-- RECORDS PROVIDED follows --
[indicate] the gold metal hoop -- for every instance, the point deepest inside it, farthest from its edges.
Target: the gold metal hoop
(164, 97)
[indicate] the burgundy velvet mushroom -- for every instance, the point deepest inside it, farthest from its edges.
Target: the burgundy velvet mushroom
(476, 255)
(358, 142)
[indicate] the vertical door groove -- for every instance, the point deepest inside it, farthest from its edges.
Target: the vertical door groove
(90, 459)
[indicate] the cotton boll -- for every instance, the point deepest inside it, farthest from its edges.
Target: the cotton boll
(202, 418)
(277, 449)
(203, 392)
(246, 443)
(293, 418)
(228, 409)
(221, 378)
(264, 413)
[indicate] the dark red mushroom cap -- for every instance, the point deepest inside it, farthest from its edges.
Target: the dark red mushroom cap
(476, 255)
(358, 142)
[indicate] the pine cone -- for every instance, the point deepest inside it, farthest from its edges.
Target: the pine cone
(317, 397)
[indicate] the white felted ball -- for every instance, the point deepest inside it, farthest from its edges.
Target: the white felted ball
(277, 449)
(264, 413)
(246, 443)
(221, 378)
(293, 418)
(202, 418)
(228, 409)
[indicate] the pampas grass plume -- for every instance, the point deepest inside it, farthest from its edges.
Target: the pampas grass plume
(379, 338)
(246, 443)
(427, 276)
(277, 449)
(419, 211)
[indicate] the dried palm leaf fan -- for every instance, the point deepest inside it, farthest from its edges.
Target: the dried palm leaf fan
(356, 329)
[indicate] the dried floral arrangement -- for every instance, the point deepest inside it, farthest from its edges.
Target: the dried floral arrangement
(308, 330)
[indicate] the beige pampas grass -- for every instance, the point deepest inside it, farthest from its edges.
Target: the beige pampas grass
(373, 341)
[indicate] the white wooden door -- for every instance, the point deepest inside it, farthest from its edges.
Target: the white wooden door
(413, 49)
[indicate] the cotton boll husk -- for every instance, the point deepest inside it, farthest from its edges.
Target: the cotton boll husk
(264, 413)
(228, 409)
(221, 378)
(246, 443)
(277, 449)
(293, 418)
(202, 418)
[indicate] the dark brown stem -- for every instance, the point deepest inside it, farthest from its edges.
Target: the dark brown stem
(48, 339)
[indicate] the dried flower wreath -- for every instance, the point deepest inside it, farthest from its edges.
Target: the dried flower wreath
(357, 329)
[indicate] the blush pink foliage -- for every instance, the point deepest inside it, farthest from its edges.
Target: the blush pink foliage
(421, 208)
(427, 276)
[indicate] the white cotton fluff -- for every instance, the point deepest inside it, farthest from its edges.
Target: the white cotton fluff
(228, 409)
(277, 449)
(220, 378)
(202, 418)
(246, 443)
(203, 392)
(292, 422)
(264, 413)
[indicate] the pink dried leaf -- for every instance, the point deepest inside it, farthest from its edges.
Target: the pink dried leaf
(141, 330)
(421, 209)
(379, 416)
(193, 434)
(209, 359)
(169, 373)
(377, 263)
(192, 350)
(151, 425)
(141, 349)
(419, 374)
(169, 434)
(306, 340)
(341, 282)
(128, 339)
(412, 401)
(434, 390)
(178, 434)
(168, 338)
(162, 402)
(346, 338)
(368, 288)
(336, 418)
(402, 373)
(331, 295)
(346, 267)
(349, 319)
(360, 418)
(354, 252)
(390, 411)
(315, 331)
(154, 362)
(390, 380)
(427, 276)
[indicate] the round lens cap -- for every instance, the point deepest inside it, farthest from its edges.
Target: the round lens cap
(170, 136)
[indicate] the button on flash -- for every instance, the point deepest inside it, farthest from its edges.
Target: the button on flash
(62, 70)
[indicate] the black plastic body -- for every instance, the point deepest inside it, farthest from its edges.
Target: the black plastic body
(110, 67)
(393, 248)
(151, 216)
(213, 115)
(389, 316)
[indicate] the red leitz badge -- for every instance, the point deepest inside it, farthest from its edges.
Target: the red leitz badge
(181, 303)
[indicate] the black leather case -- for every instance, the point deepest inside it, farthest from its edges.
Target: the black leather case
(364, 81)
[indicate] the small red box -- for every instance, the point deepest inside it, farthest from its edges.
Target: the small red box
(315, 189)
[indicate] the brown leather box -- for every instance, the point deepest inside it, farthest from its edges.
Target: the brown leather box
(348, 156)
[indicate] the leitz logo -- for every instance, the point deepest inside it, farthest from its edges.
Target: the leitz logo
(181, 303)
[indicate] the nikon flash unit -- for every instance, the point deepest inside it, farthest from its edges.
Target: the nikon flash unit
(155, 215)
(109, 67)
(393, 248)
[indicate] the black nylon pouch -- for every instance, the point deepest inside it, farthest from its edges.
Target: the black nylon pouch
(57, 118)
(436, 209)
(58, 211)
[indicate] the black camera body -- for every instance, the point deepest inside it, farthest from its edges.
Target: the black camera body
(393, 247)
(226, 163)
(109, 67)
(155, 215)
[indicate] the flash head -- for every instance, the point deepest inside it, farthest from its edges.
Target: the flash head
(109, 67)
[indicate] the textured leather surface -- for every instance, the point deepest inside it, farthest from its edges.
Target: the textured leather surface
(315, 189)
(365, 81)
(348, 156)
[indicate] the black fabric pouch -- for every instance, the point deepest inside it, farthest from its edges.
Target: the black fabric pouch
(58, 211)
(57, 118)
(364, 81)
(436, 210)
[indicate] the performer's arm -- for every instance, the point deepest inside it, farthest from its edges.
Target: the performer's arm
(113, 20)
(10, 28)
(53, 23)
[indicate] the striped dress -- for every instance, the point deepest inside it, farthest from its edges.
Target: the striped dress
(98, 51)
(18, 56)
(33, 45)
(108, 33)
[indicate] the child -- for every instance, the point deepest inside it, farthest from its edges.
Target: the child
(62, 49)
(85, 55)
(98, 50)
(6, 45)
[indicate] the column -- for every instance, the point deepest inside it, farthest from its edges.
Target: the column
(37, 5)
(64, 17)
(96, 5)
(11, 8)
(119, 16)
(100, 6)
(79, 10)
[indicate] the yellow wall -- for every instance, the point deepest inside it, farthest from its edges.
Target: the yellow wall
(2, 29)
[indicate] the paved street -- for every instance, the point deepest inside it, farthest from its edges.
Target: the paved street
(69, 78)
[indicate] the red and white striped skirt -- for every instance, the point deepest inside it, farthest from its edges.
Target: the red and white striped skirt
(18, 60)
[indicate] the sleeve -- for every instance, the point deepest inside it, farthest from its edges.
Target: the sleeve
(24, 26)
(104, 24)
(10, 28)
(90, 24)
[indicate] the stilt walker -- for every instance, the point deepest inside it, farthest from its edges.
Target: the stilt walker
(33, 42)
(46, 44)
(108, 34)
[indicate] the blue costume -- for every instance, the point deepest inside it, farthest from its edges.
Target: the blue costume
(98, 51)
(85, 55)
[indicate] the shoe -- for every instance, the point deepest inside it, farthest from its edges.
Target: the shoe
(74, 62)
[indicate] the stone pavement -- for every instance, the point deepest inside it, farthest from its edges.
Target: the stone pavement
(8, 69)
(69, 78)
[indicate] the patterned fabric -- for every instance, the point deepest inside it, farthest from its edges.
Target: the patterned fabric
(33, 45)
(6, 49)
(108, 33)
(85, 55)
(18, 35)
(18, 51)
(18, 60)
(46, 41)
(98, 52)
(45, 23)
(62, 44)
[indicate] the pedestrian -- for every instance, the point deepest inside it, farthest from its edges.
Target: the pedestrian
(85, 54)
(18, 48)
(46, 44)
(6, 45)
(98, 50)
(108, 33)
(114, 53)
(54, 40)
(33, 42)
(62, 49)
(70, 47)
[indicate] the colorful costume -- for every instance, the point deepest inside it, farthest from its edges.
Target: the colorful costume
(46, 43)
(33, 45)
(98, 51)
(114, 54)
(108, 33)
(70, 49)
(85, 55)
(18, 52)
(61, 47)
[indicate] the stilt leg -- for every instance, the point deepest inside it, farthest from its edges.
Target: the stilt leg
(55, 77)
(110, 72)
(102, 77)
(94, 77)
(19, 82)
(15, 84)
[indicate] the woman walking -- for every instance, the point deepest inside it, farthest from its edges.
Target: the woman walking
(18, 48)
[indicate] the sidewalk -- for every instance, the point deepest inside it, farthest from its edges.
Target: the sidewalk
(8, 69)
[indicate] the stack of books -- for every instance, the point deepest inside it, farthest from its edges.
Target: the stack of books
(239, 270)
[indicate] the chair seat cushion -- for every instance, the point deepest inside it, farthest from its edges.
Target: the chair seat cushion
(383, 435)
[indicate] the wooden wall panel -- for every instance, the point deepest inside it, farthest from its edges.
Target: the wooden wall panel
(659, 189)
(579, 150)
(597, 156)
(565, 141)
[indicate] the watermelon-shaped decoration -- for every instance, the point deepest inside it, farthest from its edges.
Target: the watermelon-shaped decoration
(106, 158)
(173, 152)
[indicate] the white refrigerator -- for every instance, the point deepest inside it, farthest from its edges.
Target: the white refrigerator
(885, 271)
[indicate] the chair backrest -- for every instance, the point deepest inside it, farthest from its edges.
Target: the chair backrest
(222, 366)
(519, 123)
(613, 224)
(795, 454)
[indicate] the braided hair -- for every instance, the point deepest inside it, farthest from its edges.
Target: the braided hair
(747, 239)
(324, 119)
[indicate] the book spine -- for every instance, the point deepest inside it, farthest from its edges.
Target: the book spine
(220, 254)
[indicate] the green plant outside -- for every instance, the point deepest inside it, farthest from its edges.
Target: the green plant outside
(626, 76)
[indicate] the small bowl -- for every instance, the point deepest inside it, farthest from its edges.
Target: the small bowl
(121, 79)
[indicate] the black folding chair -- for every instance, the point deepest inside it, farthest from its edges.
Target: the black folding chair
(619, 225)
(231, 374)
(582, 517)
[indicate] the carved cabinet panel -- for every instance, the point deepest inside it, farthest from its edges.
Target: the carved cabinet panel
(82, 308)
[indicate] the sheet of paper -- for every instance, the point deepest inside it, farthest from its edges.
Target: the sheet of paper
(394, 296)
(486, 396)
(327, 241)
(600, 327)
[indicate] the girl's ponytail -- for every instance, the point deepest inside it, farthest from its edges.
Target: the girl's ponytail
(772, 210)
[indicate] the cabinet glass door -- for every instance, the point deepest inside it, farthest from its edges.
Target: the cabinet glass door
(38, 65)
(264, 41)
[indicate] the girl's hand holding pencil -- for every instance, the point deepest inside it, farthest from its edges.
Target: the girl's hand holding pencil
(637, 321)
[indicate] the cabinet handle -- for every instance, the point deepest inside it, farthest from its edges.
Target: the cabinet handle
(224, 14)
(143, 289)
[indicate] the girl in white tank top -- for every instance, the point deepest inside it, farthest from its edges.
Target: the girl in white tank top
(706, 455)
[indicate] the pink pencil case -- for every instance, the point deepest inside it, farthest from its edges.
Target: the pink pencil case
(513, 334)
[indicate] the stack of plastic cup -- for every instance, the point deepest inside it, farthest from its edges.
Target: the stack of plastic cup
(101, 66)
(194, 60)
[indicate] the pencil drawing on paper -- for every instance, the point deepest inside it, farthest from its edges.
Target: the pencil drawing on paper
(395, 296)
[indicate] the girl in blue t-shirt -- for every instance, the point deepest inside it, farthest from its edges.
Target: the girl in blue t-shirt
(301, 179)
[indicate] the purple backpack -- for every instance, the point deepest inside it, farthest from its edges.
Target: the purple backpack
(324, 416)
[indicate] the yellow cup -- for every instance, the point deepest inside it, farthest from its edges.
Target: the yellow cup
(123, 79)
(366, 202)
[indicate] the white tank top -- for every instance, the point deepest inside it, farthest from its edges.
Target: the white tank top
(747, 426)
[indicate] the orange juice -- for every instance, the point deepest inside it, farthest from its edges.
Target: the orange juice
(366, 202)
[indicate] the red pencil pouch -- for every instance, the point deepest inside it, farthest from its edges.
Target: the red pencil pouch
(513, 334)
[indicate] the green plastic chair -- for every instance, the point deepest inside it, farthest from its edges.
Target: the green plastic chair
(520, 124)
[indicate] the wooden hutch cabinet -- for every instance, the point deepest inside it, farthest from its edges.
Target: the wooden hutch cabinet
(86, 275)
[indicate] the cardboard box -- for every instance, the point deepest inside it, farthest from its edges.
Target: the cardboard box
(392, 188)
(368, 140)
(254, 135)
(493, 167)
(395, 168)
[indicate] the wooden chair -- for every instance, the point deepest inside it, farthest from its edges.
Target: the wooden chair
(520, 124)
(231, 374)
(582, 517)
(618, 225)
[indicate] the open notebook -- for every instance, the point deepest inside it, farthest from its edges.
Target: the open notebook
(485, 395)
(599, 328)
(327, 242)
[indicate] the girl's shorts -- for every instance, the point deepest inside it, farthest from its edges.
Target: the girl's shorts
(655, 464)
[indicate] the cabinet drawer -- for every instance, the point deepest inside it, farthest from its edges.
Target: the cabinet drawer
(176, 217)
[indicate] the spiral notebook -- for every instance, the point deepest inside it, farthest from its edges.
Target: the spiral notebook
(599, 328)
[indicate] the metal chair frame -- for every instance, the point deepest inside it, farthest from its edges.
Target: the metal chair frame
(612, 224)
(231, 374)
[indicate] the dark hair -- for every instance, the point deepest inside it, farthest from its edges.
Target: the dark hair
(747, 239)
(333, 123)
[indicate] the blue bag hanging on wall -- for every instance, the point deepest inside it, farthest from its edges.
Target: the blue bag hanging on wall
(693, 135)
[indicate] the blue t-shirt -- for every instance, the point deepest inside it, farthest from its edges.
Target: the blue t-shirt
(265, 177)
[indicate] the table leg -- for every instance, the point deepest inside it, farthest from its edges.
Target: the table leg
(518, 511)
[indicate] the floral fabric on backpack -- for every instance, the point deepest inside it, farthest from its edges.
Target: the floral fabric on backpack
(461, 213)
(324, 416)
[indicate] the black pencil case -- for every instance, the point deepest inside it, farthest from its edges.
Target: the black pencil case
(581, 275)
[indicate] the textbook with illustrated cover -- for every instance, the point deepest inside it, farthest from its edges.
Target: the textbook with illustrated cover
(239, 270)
-- RECORDS PROVIDED concluded --
**EXERCISE DESCRIPTION:**
Output all lines from the beginning of the data up to the line holding "[indicate] the cotton boll -- for", that line included, exactly as written.

**EXERCISE SOLUTION:**
[indicate] the gold metal hoop -- for every instance, the point deepest inside it, farthest from its edges.
Target: the gold metal hoop
(164, 97)
[indicate] the burgundy velvet mushroom -- for every instance, the point deepest inside it, farthest from its edges.
Target: the burgundy velvet mushroom
(476, 255)
(358, 142)
[indicate] the vertical door groove -- for every instance, the point deepest inside it, farthest from its edges.
Target: the vertical door groove
(90, 459)
[indicate] the cotton boll -- for every instance, the point deepest inside it, farthest from its edges.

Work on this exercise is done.